• **TEXTO MOSTRADO**:
Antes del siglo XX, las inquietudes del público musical eran similares a los del cinematográfico en la actualidad: las salas de cine —en días pre-pandémicos— se abarrotaban de gente dispuesta a entregarse a la novedad, a lo nunca visto, y está claro que es una de las actividades que mayores nostalgias provoca en el confinamiento. Pero, en el mundo de la música de concierto no sucede así. ¿Qué pasó con el afán de escuchar nuevas músicas?
A finales del siglo XIX y principios del XX, el Romanticismo musical había logrado (con base en un largo proceso de maduración de cientos de años de creación musical) una verdadera universalidad; un lenguaje que —en sus distintos matices culturales y estilísticos— era comprendido por el gran público: las sinfonías de Mahler despertaban el interés tanto de los intelectuales (pensadores complacidos en filosofar los sonidos) como de los hedonistas (sibaritas subyugados por la voluptuosidad y la emoción de la caricia musical); asimismo, las óperas de Puccini abarrotaban los teatros en Estados Unidos, Italia y Argentina. Sin embargo, aquella Torre de Babel que llevaba siglos de construcción fue interrumpida por el joven siglo XX, que llegó para multiplicar los lenguajes compositivos a partir de nuevos sistemas de creación musical, algunos de ellos con el propósito no sólo de renovar, sino de combatir los procedimientos del pasado.

• **Datos de localización de objetos en lenguaje natural**:
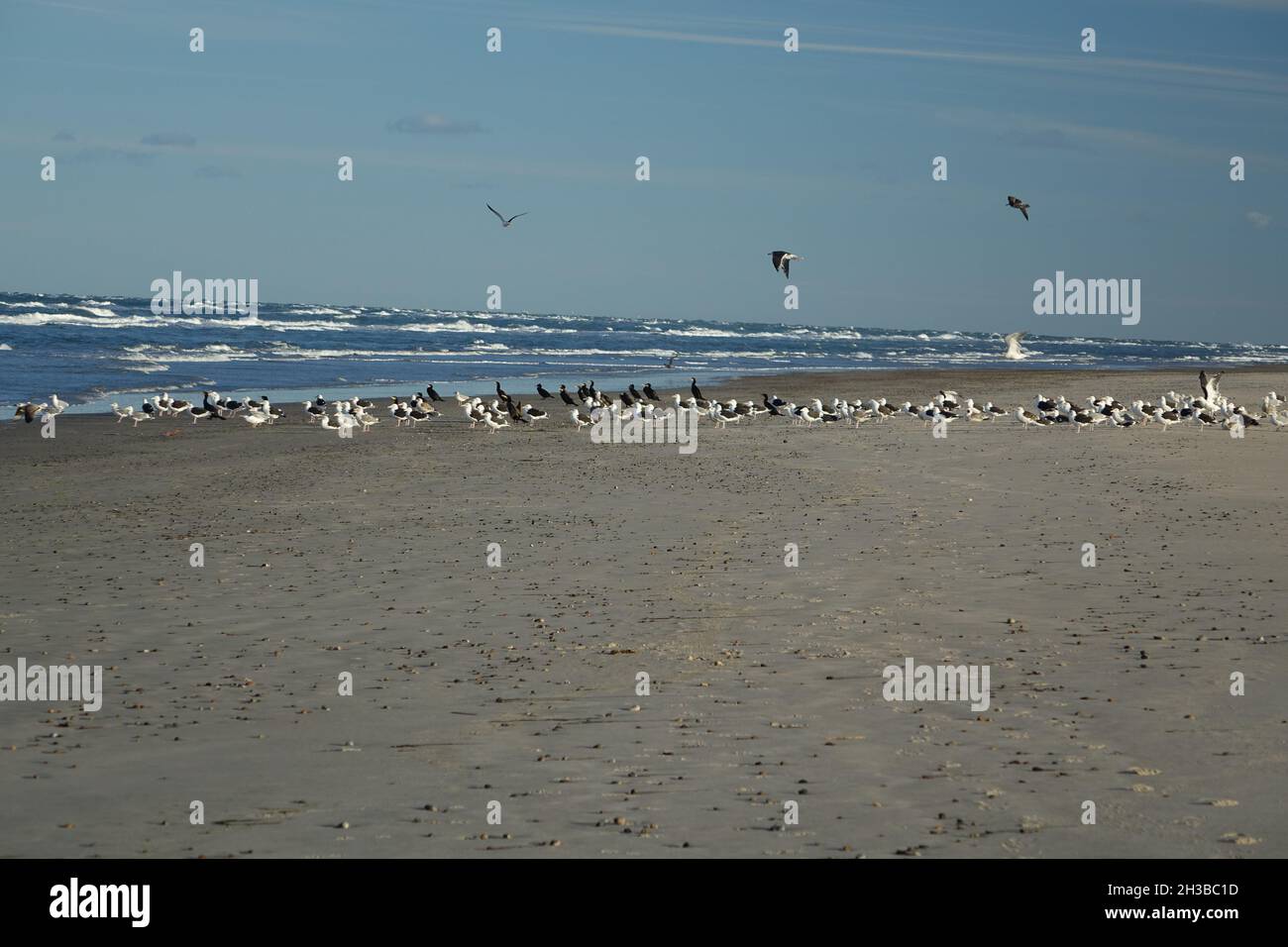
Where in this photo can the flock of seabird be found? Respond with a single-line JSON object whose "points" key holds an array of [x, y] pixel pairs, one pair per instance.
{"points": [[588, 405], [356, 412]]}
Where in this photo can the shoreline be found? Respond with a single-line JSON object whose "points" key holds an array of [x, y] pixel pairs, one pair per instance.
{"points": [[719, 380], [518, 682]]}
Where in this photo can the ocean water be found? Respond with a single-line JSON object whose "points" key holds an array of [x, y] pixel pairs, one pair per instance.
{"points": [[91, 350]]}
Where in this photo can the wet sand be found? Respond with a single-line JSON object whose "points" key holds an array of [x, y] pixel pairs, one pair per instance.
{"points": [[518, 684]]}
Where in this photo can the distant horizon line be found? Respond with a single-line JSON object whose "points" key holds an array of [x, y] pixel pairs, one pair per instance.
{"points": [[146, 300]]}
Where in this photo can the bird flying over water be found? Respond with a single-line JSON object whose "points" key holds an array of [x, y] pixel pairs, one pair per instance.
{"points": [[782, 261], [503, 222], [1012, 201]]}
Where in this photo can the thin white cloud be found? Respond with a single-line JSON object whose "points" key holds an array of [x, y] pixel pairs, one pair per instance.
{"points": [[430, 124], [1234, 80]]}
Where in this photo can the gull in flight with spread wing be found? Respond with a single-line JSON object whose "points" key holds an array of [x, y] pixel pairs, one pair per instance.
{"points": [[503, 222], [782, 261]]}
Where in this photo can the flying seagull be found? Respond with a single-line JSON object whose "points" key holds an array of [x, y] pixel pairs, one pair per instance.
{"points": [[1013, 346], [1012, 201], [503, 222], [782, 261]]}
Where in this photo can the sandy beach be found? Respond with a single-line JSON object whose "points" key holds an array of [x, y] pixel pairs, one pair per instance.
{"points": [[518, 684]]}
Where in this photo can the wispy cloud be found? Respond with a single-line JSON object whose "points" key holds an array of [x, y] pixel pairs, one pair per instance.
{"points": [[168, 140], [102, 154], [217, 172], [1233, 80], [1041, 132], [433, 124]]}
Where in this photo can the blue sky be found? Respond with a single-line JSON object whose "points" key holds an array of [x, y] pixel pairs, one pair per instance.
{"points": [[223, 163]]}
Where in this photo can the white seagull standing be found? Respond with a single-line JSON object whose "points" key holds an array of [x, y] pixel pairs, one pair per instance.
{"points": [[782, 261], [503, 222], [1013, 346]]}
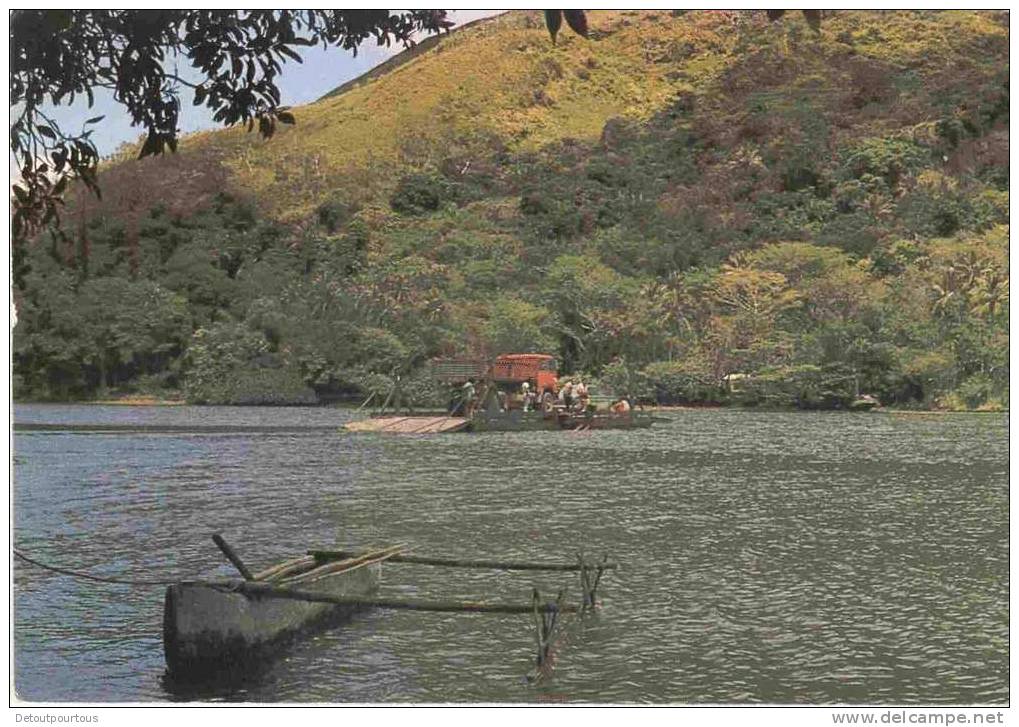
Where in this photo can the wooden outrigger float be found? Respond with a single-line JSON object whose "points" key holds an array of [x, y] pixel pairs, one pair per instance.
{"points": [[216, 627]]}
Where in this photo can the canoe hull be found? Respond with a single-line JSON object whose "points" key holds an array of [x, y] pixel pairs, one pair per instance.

• **CONSIGNA 1**:
Extrae del texto sobre la música de concierto el fragmento que empieza en "Antes del siglo" y termina en "escuchar nuevas músicas?".
• **CONSIGNA 2**:
Contesta con datos del texto sobre la música de concierto:
(a) ¿De quién eran las sinfonías que despertaban el interés de intelectuales y hedonistas?
(b) ¿En qué países abarrotaban los teatros las óperas de Puccini?
(c) ¿A qué público se asemejaban las inquietudes del público musical antes del siglo XX?

• **RESPUESTA 1**:
Antes del siglo XX, las inquietudes del público musical eran similares a los del cinematográfico en la actualidad: las salas de cine —en días pre-pandémicos— se abarrotaban de gente dispuesta a entregarse a la novedad, a lo nunca visto, y está claro que es una de las actividades que mayores nostalgias provoca en el confinamiento. Pero, en el mundo de la música de concierto no sucede así. ¿Qué pasó con el afán de escuchar nuevas músicas?

• **RESPUESTA 2**:
(a) De Mahler.
(b) En Estados Unidos, Italia y Argentina.
(c) Al público cinematográfico de la actualidad.